### DATA PROVIDED

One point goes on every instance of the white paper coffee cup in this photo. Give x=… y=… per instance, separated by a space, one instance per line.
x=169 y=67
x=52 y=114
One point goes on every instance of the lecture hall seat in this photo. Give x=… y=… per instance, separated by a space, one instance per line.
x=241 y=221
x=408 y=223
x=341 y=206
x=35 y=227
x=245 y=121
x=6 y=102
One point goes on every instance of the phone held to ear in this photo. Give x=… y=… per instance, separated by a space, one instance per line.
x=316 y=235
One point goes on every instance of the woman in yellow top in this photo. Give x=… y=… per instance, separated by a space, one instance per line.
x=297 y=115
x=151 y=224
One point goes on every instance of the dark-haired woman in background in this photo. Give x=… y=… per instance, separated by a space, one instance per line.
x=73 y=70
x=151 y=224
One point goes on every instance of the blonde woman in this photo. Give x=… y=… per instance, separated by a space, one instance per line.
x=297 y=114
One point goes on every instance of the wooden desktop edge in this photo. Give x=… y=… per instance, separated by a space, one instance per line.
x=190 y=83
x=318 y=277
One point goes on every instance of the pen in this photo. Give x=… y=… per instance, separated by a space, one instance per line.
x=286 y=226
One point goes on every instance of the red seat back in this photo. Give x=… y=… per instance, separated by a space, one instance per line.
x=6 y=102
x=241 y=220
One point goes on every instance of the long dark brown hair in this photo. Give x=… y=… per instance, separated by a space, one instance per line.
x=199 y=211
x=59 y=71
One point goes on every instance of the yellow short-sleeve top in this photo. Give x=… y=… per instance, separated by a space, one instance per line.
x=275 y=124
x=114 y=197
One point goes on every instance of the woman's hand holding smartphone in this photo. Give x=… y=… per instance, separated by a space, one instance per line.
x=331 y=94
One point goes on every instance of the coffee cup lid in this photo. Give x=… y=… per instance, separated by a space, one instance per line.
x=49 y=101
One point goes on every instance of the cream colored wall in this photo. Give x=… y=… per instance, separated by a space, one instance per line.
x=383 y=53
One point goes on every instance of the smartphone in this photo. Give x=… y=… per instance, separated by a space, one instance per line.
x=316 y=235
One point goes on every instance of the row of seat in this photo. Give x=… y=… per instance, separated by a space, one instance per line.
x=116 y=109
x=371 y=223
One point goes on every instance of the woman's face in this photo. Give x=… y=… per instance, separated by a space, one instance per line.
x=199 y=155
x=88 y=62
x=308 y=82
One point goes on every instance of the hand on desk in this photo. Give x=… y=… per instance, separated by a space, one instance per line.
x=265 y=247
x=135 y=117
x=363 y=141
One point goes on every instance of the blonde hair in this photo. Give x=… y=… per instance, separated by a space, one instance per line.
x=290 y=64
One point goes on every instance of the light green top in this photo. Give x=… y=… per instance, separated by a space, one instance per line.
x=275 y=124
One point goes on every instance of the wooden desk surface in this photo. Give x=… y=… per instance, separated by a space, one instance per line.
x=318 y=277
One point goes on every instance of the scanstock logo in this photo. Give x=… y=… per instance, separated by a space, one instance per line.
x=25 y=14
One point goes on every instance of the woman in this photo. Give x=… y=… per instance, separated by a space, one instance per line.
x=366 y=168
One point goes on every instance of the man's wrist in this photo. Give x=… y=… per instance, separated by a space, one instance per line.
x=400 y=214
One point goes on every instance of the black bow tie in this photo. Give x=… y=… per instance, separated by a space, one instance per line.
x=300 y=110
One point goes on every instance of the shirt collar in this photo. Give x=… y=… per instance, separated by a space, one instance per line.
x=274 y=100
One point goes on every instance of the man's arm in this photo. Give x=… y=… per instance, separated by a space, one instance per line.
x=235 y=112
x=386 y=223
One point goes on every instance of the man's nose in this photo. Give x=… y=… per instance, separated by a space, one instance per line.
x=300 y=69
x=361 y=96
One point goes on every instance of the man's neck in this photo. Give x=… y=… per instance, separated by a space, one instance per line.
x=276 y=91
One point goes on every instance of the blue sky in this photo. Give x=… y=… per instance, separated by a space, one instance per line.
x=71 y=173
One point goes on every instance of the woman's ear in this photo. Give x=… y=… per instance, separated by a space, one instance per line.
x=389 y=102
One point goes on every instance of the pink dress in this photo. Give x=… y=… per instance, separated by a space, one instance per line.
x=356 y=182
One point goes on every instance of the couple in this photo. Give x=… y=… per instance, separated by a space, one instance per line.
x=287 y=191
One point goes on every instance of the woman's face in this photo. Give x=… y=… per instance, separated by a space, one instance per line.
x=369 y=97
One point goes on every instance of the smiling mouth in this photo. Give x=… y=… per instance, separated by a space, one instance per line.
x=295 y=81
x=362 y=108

### PROBLEM REQUIREMENTS
Once you have read the listing, retype it in full, word for word.

### TASK ANSWER
One point goes on every instance of the white paper coffee cup in this photo. Give x=… y=… per instance, separated by a space, one instance per line.
x=169 y=67
x=52 y=114
One point goes on every instance of the lecture hall seat in this photo. Give x=… y=… per instance, separated by a space, one instance per line.
x=241 y=221
x=408 y=223
x=341 y=206
x=35 y=227
x=245 y=121
x=6 y=102
One point goes on every instance of the phone held to ear in this photo. Give x=… y=… per instance, separated by a space, one instance per line.
x=316 y=235
One point goes on every instance of the woman in yellow top in this photo. Give x=… y=… per instance, separated by a space, one instance per line.
x=297 y=115
x=151 y=224
One point goes on every instance of the dark-haired woman in background in this photo. Give x=… y=… per instance, separated by a space, one instance per line.
x=73 y=70
x=151 y=224
One point goes on every instance of the blonde woman in this photo. Give x=… y=… per instance, separated by a space, one instance per line.
x=297 y=114
One point goes on every instance of the wooden desktop edge in this photo. Give x=… y=… per instance, separated by a space, one instance per line.
x=190 y=83
x=318 y=277
One point goes on every instance of the pen in this photo. Give x=… y=… per instance, separated by a space, one instance per line.
x=286 y=226
One point goes on every instance of the red seat back in this photo. Give x=… y=… per instance, separated by a space, one instance per line.
x=6 y=102
x=241 y=220
One point goes on every instance of the long dark brown hair in this photo. Give x=… y=… per instance, separated by a space, one instance per line.
x=199 y=211
x=59 y=71
One point goes on every instance of the yellow short-sleeve top in this photo. Give x=… y=… per instance, separated by a space, one instance per line.
x=275 y=124
x=114 y=197
One point goes on every instance of the woman's hand holding smartphone in this photo. Give x=… y=… per instance, separated by a space, one instance per line.
x=331 y=94
One point goes on every instance of the coffee cup lid in this photo. Give x=… y=… per instance, separated by a space, one instance per line.
x=49 y=101
One point goes on every instance of the cream colored wall in this photo. Give x=… y=… per instance, separated by a space, one instance per line.
x=383 y=53
One point goes on every instance of the smartphone in this photo. Give x=… y=… per instance, separated by a space, one instance per line.
x=316 y=235
One point goes on every instance of the row of seat in this photo. Give x=… y=… per instance, separated by a space, one instance per line.
x=116 y=109
x=371 y=223
One point goes on every instance of the woman's face in this photo. Give x=… y=… per instance, separated by a space, one instance per line.
x=199 y=155
x=88 y=62
x=308 y=82
One point goes on every instance of the hand on desk in this photo. Give x=… y=… per instance, separated by a space, one instance per line.
x=265 y=247
x=135 y=117
x=363 y=141
One point goes on every instance of the blonde hair in this photo. Give x=… y=… per instance, separated by a space, one instance per line.
x=290 y=64
One point goes on every instance of the light green top in this photo. Give x=… y=… per instance, separated by a space, one instance per line.
x=275 y=124
One point goes on every instance of the wooden desk surface in this photo. Give x=… y=… per instance, separated by a space, one instance per line.
x=318 y=277
One point goes on every instance of the scanstock logo in this photo. Give x=… y=… per instance, separated by a space, one instance per line.
x=25 y=14
One point goes on every instance of the woman in this photo. Give x=… y=… per instance, separated by a space, one instance per line.
x=366 y=168
One point goes on every instance of the man's wrist in this photo. Give x=… y=… per instance, separated by a space, one instance per line.
x=400 y=214
One point goes on every instance of the black bow tie in this photo. Give x=… y=… per instance, separated by a space, one instance per line.
x=300 y=110
One point goes on every instance of the shirt collar in this photo. Give x=… y=… per instance, separated by a space, one instance per line.
x=274 y=100
One point goes on every instance of the man's arm in this photo. Give x=… y=… per instance, separated by a space, one instance per line.
x=235 y=112
x=386 y=223
One point goes on every instance of the man's nose in this photo. Give x=… y=… per instance, separated by a space, one instance per line.
x=300 y=69
x=361 y=96
One point goes on every instance of the man's neck in this photo. Give x=… y=… per instance, separated by a space, one instance per line.
x=276 y=91
One point goes on every instance of the blue sky in this photo. Give x=… y=… per instance, separated by a space, one instance per line.
x=71 y=173
One point goes on every instance of the woman's ear in this photo. Give x=… y=… per instance, separated by a space, one instance per line.
x=389 y=102
One point goes on every instance of the pink dress in this photo. Give x=… y=… per instance, separated by a space, one instance per line.
x=356 y=182
One point goes on every instance of the couple in this photo. Give x=… y=… per instance, separated by a space, one instance per line.
x=287 y=191
One point goes on every instance of the woman's face in this photo. Give x=… y=… per instance, separated by a space, one instance per line.
x=369 y=97
One point goes on every instance of the smiling mouth in this photo. Give x=… y=… per instance, separated by a space, one instance per line.
x=295 y=81
x=362 y=108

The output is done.